WRITTEN INSTRUCTION
Repeat word for word everything from the line containing "query: rigid hull inflatable boat" to the end of the listing, first and last lines included, and only that.

------ DATA IN THIS EXERCISE ------

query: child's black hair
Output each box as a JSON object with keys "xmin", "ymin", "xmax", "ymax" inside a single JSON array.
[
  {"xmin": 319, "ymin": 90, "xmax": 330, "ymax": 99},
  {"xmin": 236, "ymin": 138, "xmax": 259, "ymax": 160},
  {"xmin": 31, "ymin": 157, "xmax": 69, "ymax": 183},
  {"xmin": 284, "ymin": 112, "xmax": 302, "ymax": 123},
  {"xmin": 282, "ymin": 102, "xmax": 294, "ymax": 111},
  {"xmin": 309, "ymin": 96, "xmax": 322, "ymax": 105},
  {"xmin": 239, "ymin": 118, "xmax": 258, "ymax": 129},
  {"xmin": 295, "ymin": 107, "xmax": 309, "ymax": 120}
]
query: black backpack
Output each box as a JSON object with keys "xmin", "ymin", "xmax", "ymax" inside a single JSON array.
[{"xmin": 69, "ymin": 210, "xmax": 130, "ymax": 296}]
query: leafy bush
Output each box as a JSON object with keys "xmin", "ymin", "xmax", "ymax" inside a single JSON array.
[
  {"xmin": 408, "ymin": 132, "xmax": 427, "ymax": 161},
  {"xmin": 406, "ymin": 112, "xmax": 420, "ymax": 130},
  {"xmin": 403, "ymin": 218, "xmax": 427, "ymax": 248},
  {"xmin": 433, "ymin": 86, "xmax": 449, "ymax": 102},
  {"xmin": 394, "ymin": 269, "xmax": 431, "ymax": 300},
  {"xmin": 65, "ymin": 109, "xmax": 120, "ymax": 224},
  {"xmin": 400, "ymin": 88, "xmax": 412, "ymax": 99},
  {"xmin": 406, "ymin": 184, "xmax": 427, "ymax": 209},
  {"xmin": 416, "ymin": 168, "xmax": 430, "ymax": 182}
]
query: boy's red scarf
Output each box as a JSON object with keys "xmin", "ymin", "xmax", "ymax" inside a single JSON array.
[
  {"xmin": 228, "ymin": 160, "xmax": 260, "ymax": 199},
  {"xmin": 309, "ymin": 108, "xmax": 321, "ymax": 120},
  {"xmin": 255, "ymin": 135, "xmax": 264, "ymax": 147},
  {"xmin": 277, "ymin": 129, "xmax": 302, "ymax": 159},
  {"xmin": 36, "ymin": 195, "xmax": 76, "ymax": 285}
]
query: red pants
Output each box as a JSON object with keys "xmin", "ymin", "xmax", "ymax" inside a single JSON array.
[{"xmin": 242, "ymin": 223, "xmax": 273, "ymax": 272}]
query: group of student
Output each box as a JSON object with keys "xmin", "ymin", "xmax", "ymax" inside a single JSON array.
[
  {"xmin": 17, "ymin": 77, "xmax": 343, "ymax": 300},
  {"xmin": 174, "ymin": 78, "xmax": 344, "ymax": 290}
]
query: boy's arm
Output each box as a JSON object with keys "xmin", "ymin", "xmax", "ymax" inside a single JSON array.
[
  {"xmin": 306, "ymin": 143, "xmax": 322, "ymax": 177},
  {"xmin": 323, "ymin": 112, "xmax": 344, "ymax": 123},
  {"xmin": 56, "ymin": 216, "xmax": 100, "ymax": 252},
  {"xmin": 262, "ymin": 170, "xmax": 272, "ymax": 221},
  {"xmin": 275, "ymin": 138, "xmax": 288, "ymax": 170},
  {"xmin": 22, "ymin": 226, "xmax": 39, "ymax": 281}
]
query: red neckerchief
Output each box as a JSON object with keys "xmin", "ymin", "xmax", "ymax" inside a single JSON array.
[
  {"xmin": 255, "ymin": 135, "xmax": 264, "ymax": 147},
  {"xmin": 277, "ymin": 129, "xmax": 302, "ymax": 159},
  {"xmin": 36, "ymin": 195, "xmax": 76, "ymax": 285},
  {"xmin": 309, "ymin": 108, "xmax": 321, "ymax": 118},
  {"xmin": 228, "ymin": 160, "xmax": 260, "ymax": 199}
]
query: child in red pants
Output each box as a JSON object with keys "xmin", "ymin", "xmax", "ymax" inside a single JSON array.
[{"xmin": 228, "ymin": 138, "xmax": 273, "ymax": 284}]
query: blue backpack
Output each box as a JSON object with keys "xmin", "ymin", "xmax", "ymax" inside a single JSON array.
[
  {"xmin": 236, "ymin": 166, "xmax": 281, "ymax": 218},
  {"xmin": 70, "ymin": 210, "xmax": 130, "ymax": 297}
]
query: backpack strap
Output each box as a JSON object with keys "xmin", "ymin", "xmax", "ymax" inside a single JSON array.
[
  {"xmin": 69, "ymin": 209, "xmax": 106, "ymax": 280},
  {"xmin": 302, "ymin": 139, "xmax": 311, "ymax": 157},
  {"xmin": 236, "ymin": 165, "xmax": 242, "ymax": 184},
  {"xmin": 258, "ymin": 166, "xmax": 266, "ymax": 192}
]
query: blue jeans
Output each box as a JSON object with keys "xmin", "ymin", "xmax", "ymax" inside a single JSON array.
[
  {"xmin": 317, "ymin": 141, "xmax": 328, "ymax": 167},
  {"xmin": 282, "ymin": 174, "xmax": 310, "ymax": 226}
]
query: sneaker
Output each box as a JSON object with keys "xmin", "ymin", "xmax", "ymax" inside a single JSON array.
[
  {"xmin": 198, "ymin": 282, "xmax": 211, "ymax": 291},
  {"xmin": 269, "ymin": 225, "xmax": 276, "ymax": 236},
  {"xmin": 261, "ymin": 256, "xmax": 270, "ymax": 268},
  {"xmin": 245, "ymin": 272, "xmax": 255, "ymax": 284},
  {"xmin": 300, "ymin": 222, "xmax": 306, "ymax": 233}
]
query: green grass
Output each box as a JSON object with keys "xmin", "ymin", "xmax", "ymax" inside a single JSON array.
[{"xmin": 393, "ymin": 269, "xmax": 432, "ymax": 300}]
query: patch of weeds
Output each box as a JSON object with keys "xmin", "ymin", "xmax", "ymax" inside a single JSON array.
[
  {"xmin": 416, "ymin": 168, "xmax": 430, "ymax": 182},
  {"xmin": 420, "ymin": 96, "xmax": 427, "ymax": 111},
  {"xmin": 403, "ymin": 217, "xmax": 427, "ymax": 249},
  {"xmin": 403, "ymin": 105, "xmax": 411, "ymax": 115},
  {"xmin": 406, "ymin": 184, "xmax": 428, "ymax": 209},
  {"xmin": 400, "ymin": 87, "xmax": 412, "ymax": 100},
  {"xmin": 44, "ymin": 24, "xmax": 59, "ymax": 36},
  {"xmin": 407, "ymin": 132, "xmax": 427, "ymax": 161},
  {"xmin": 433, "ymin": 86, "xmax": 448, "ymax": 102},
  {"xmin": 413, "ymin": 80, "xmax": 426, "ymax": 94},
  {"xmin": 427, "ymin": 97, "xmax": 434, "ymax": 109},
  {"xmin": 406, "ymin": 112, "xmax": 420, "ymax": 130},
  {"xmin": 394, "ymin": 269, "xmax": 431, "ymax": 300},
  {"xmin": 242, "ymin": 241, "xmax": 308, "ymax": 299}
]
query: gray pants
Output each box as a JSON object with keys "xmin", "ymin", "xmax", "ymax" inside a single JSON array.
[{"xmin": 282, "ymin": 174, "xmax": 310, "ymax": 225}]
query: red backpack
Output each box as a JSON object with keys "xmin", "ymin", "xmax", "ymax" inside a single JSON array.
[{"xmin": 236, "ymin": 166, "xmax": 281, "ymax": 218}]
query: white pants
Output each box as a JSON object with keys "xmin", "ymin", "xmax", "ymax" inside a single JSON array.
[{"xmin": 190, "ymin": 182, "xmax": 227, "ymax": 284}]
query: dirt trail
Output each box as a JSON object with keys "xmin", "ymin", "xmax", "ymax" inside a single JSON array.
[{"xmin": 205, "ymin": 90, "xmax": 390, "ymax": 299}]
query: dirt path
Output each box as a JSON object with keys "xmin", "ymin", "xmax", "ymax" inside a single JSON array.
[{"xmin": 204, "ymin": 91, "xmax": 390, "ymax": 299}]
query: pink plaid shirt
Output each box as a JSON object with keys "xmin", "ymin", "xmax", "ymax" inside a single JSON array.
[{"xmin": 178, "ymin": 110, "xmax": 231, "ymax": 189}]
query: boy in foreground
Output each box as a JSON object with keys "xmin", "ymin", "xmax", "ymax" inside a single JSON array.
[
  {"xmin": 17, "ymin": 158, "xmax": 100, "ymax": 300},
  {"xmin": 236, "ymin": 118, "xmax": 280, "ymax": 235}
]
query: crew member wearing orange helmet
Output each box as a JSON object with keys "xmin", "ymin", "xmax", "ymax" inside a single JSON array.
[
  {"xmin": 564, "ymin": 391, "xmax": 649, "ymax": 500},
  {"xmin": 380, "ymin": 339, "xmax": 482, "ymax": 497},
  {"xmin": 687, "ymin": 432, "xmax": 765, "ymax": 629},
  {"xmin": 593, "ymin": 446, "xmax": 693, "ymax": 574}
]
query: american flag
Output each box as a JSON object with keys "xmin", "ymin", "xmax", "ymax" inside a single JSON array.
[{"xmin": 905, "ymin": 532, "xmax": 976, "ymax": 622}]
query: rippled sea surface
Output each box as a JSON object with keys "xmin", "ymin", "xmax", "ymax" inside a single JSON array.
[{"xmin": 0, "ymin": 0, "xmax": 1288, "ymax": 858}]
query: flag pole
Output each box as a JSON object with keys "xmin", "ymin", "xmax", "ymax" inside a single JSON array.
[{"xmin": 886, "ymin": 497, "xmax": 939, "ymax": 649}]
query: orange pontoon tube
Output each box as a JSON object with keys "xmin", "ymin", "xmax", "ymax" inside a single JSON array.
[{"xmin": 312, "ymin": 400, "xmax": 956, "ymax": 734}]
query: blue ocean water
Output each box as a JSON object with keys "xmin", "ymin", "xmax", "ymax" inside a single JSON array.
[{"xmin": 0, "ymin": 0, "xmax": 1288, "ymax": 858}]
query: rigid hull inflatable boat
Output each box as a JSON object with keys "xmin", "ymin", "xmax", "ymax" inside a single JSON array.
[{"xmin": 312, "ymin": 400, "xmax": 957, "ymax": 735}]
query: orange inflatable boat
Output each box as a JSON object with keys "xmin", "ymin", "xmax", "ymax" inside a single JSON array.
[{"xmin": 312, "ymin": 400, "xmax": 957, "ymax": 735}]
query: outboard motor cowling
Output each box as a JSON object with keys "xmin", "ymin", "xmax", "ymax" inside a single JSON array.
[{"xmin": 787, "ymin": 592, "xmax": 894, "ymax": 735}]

------

SOLUTION TO THE PROBLEM
query: rigid hull inflatable boat
Output each box as a JSON object with keys "xmin", "ymin", "xmax", "ymax" inside a single JSON array.
[{"xmin": 312, "ymin": 400, "xmax": 957, "ymax": 735}]
query: orange inflatable boat
Output each box as a JSON object with keys "xmin", "ymin", "xmax", "ymax" inside a single JSON array.
[{"xmin": 312, "ymin": 400, "xmax": 957, "ymax": 735}]
query: outboard motor cowling
Output each box as a JSON object with keys "xmin", "ymin", "xmax", "ymax" inside a single JSON array.
[{"xmin": 787, "ymin": 592, "xmax": 894, "ymax": 735}]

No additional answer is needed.